» What is expected:
Locate the line that contains "Please mark the red sleeve". Copy it and every following line through the end of the records, exactly, and include nothing else.

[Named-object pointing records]
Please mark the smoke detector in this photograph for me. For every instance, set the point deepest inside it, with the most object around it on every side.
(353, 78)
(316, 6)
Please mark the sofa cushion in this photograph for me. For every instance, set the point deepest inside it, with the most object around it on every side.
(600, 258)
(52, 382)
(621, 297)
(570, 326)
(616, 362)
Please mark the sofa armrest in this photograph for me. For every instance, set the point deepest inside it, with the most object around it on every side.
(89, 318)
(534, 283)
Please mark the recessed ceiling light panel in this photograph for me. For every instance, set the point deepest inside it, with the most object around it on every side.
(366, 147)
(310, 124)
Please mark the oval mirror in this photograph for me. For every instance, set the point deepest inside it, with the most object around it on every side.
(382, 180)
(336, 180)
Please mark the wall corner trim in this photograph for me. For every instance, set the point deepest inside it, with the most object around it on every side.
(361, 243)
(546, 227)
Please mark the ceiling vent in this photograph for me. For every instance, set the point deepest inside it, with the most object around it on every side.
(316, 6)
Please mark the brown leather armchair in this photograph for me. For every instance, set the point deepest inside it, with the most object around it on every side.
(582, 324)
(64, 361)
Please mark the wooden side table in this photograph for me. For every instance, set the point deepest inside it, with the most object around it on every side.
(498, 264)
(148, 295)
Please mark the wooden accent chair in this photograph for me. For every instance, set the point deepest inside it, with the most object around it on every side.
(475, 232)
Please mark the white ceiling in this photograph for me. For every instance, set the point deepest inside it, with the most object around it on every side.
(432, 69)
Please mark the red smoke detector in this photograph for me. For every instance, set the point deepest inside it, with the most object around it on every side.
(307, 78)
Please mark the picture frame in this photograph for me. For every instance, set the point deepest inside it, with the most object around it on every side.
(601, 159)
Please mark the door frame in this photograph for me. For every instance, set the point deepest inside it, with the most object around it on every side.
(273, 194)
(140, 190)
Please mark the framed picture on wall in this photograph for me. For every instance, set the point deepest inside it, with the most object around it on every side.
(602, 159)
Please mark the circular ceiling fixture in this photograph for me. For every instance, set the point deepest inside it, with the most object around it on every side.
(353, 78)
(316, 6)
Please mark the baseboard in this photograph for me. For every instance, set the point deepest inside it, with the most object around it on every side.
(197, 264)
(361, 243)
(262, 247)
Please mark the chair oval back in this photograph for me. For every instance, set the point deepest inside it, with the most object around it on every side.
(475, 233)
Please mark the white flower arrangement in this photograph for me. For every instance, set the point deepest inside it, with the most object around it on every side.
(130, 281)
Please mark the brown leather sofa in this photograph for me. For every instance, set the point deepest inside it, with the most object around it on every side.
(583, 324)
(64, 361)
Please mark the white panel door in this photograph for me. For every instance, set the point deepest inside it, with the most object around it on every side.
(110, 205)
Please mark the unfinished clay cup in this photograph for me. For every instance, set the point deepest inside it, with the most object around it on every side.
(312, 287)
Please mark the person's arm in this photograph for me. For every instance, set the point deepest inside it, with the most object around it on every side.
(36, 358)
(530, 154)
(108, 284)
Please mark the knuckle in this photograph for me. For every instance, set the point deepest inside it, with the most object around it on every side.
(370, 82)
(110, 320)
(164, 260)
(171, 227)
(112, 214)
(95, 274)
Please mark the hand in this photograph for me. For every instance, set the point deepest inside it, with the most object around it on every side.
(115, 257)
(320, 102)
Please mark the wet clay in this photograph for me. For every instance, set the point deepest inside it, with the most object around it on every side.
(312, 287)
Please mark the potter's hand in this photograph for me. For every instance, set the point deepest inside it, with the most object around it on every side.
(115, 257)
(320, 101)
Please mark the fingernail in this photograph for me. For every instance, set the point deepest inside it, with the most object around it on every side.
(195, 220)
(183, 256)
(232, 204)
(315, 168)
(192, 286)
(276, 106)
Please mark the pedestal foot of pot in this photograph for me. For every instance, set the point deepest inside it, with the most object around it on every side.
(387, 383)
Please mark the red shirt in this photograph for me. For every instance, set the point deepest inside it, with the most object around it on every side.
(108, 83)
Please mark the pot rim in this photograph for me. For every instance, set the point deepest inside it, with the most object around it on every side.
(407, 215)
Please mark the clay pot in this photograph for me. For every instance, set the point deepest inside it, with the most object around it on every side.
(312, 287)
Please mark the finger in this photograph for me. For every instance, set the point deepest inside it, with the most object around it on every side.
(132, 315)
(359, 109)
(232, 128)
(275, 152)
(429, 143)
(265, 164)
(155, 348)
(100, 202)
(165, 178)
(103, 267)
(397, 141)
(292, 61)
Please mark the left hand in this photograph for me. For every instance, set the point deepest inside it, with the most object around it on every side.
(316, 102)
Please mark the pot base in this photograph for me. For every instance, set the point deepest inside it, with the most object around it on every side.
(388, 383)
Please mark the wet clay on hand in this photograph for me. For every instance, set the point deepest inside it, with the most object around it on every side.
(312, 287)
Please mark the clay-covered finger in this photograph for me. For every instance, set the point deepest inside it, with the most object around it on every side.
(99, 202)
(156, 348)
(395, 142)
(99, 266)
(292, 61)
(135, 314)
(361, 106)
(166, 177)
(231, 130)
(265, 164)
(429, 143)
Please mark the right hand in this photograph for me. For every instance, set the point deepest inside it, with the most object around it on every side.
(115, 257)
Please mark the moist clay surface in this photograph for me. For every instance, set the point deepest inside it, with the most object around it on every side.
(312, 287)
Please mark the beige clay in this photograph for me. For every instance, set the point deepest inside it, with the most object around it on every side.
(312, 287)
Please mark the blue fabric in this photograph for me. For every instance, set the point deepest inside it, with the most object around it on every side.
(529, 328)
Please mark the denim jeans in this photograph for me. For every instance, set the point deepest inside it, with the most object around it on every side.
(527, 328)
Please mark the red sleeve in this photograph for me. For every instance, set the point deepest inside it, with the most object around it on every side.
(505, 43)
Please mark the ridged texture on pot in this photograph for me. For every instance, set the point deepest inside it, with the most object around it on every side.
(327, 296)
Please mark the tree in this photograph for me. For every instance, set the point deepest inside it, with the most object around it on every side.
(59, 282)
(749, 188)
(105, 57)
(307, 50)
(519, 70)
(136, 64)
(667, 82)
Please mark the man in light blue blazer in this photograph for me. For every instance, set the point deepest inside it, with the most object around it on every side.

» Reply to the task:
Please mark the red sleeve in this photograph for me. For every instance, set the point deepest inside it, with the most object around it on every side.
(505, 43)
Please mark the ridged texture on pot in this photograph for me. For every instance, set the point deepest inside it, with the most object around it on every side.
(327, 296)
Please mark the tree in this photograph for me. For every instance, set the point deepest inside it, with the most object around it on every side.
(59, 282)
(749, 188)
(105, 57)
(307, 50)
(519, 70)
(136, 64)
(667, 82)
Please mark the man in light blue blazer in this photograph for me. For every instance, set the point deepest inside it, with the most object around it on every side.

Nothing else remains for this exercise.